• Excerpted passage:
=== Section Start ===

The most recent suit comes from James Damore, the fired author of a sexist memo circulated around the company last year.
In the memo, Damore argued that women are biologically ill-equipped for senior engineering positions, and that Google’s diversity efforts should be examined in regards to their “costs and benefits”.
He was fired for advancing harmful gender stereotypes and violating the company’s code of conduct. Now, Damore is fighting back.
James Damore is suing Google for firing him after releasing a memo deeming women biologically unfit for tech
“Google’s open hostility for conservative thought is paired with invidious discrimination on the basis of race and gender,” reads Damore’s lawsuit. He also claims that the company uses illegal quotas to hire women and other members of minority groups.
When the memo was first released, Google’s VP of Diversity, Integrity & Governance, Danielle Brown, said that while the company welcomes “alternative views”, those views need to be in line with “principles of equal employment found in [Google’s] Code of Conduct, policies, and anti-discrimination laws”.
“We look forward to defending against Mr. Damore’s lawsuit in court,” the company said in a statement, according to The Verge.

=== Section End ===

• Information given:
=== Section Start ===

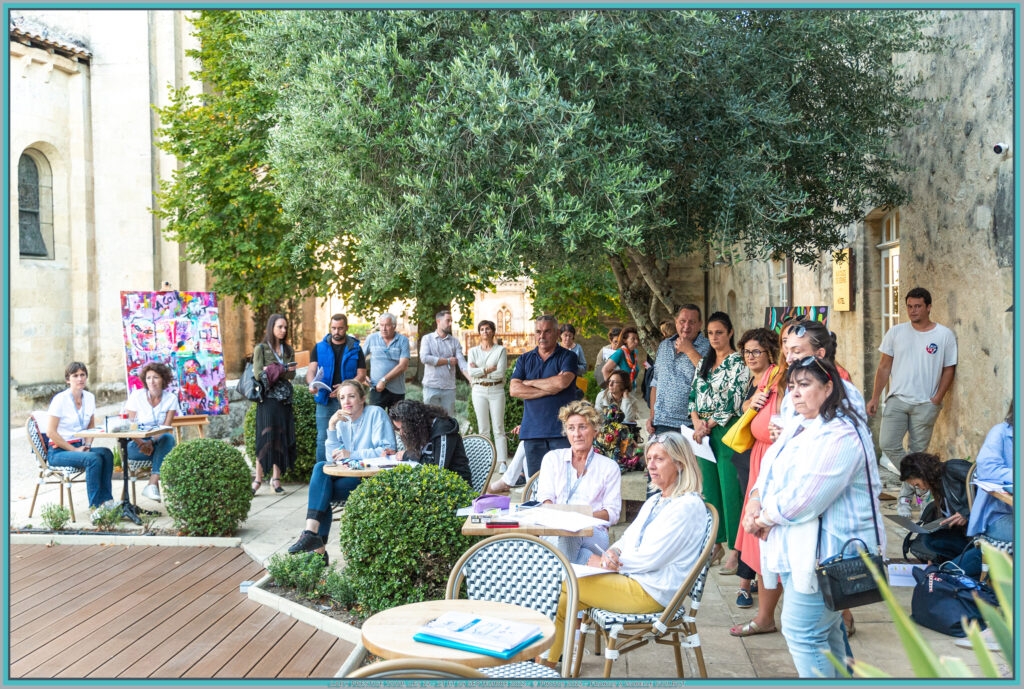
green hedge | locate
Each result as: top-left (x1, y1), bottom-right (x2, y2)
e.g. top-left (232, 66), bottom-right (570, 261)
top-left (160, 438), bottom-right (253, 536)
top-left (245, 385), bottom-right (316, 483)
top-left (339, 465), bottom-right (476, 611)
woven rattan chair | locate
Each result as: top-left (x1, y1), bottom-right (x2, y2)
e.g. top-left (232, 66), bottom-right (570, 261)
top-left (444, 533), bottom-right (580, 680)
top-left (345, 658), bottom-right (487, 680)
top-left (572, 503), bottom-right (718, 678)
top-left (462, 435), bottom-right (496, 496)
top-left (25, 412), bottom-right (85, 521)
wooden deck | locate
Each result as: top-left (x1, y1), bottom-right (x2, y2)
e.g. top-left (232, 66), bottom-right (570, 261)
top-left (9, 545), bottom-right (352, 679)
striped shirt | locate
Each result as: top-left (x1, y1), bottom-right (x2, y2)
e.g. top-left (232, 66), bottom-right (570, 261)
top-left (755, 416), bottom-right (886, 593)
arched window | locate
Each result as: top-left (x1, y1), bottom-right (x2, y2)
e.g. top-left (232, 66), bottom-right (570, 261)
top-left (17, 152), bottom-right (53, 258)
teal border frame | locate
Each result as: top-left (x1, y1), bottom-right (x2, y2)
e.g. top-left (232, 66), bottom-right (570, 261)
top-left (0, 0), bottom-right (1024, 687)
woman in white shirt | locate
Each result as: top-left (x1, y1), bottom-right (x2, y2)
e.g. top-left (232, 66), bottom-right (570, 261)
top-left (125, 361), bottom-right (179, 503)
top-left (537, 400), bottom-right (623, 564)
top-left (46, 361), bottom-right (115, 510)
top-left (469, 320), bottom-right (508, 467)
top-left (546, 432), bottom-right (711, 665)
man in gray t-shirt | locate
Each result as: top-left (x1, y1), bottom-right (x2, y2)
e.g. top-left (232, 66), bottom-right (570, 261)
top-left (867, 287), bottom-right (956, 517)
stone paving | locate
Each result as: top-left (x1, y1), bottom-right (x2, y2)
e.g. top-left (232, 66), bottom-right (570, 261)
top-left (8, 415), bottom-right (999, 679)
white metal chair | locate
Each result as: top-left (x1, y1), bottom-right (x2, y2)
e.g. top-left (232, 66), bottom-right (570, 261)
top-left (572, 503), bottom-right (718, 678)
top-left (444, 533), bottom-right (580, 679)
top-left (25, 412), bottom-right (85, 521)
top-left (462, 434), bottom-right (497, 496)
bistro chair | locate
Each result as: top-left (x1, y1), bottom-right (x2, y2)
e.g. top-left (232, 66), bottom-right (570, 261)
top-left (25, 412), bottom-right (85, 521)
top-left (345, 658), bottom-right (487, 680)
top-left (444, 533), bottom-right (580, 680)
top-left (462, 435), bottom-right (496, 496)
top-left (572, 503), bottom-right (718, 678)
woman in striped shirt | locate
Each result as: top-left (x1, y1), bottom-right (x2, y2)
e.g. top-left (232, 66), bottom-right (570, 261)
top-left (743, 356), bottom-right (886, 678)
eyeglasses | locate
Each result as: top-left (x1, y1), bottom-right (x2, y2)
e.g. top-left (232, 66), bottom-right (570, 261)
top-left (797, 356), bottom-right (831, 381)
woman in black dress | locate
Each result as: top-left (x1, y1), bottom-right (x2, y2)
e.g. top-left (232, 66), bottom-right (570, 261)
top-left (253, 313), bottom-right (295, 496)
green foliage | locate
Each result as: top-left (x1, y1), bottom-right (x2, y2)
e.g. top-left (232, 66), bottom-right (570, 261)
top-left (40, 503), bottom-right (71, 531)
top-left (153, 10), bottom-right (331, 333)
top-left (825, 544), bottom-right (1014, 679)
top-left (339, 466), bottom-right (476, 611)
top-left (266, 553), bottom-right (327, 595)
top-left (92, 504), bottom-right (121, 531)
top-left (160, 438), bottom-right (253, 536)
top-left (243, 384), bottom-right (316, 483)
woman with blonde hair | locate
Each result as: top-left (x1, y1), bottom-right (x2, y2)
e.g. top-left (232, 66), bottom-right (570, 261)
top-left (537, 400), bottom-right (623, 564)
top-left (546, 432), bottom-right (711, 665)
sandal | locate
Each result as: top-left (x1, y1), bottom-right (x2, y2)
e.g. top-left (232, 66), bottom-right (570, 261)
top-left (729, 619), bottom-right (778, 637)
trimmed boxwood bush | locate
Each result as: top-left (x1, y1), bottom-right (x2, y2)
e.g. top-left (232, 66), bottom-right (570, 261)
top-left (245, 385), bottom-right (316, 483)
top-left (160, 438), bottom-right (253, 535)
top-left (339, 466), bottom-right (476, 611)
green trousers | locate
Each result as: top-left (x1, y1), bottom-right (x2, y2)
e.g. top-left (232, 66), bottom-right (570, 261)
top-left (697, 417), bottom-right (743, 548)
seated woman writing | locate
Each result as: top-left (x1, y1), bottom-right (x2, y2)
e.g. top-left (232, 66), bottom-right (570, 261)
top-left (537, 400), bottom-right (623, 564)
top-left (547, 432), bottom-right (711, 664)
top-left (288, 380), bottom-right (395, 560)
top-left (899, 453), bottom-right (971, 563)
top-left (388, 399), bottom-right (473, 485)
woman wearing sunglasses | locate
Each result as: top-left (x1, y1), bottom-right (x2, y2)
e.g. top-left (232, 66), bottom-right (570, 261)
top-left (743, 356), bottom-right (886, 678)
top-left (689, 311), bottom-right (751, 574)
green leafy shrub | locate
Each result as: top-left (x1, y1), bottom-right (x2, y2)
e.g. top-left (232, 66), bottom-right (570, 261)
top-left (243, 385), bottom-right (316, 483)
top-left (266, 553), bottom-right (327, 595)
top-left (40, 504), bottom-right (71, 531)
top-left (160, 438), bottom-right (253, 535)
top-left (339, 466), bottom-right (475, 611)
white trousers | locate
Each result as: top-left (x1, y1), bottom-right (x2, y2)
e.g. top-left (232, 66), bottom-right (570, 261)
top-left (470, 385), bottom-right (508, 467)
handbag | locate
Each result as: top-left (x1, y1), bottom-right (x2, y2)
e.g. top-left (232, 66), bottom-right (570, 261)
top-left (722, 367), bottom-right (778, 453)
top-left (814, 415), bottom-right (888, 611)
top-left (910, 562), bottom-right (999, 638)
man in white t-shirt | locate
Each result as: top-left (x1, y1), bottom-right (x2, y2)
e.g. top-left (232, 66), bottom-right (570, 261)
top-left (867, 287), bottom-right (956, 517)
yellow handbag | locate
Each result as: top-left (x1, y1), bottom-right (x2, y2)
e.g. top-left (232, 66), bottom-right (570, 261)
top-left (722, 367), bottom-right (778, 453)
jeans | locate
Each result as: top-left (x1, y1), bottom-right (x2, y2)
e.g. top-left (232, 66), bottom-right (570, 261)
top-left (950, 514), bottom-right (1014, 578)
top-left (470, 385), bottom-right (508, 467)
top-left (316, 397), bottom-right (341, 462)
top-left (781, 572), bottom-right (846, 678)
top-left (128, 433), bottom-right (175, 474)
top-left (46, 447), bottom-right (114, 508)
top-left (523, 435), bottom-right (570, 480)
top-left (306, 462), bottom-right (361, 543)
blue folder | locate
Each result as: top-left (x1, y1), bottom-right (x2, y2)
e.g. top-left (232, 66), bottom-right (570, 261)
top-left (413, 632), bottom-right (544, 660)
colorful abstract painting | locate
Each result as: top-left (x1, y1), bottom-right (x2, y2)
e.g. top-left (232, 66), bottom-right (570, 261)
top-left (121, 292), bottom-right (227, 415)
top-left (765, 306), bottom-right (828, 333)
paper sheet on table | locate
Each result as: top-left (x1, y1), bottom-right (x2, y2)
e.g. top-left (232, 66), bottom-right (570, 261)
top-left (516, 507), bottom-right (608, 531)
top-left (679, 426), bottom-right (718, 464)
top-left (572, 562), bottom-right (615, 578)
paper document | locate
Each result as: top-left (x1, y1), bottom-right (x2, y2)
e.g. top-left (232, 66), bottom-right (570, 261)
top-left (679, 426), bottom-right (718, 464)
top-left (886, 514), bottom-right (942, 533)
top-left (516, 507), bottom-right (608, 531)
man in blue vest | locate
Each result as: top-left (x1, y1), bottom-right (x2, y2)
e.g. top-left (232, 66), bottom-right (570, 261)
top-left (306, 313), bottom-right (367, 462)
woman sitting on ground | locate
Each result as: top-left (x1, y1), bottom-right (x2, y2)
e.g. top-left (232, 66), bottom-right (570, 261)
top-left (288, 380), bottom-right (396, 559)
top-left (546, 432), bottom-right (711, 665)
top-left (46, 361), bottom-right (116, 517)
top-left (899, 453), bottom-right (971, 563)
top-left (388, 399), bottom-right (473, 485)
top-left (537, 400), bottom-right (623, 564)
top-left (125, 361), bottom-right (179, 503)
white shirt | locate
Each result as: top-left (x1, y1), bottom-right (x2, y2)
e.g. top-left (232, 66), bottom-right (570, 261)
top-left (879, 322), bottom-right (956, 404)
top-left (469, 344), bottom-right (508, 383)
top-left (611, 492), bottom-right (711, 605)
top-left (537, 447), bottom-right (623, 529)
top-left (125, 388), bottom-right (181, 429)
top-left (46, 388), bottom-right (96, 442)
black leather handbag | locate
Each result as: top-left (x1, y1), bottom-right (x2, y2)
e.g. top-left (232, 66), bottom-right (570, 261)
top-left (814, 425), bottom-right (888, 610)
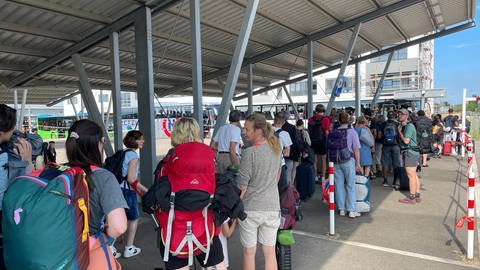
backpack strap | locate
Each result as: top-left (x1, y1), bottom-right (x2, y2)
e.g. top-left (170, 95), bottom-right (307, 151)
top-left (163, 192), bottom-right (176, 262)
top-left (201, 194), bottom-right (213, 264)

=== Section End ===

• Exercise A:
Answer these questions from the article on James Damore's lawsuit against Google:
(i) For what reasons was Damore fired?
(ii) What position at Google does Danielle Brown hold?
(iii) According to which publication did Google make its statement about defending against the lawsuit?
• Exercise B: Write the next few sentences of the article on James Damore's lawsuit against Google, continuing after its final sentence.

• Task output A:
(i) He was fired for advancing harmful gender stereotypes and violating the company's code of conduct.
(ii) She is Google's VP of Diversity, Integrity & Governance.
(iii) The Verge.

• Task output B:
But Google isn’t only accused of leaning too far left; the company is also embroiled in a suit accusing it of systematically underpaying women.
Google is also being sued for allegedly systematically underpaying its female employees
In September last year, a suit filed on behalf of all women hired by the company in California since 2013 claimed the company consistently pays men more for doing similar work as women in similar conditions.
The claims lined up with the US Department of Labour, which requested the company release its salary data and documents to the government in January last year, later revealing that it had evidence of pay discrimination.
Google regularly releases a “comprehensive and robust analysis of pay across genders“. In April, the company wrote that it had “closed the gender pay gap globally“.
Now, the company must battle both suits, with one claiming the company is doing too much to diversify its payroll, and the other claiming it isn’t doing enough.
Featured image: Ben Nuttall via Flickr (CC 2.0 BY-SA, edited)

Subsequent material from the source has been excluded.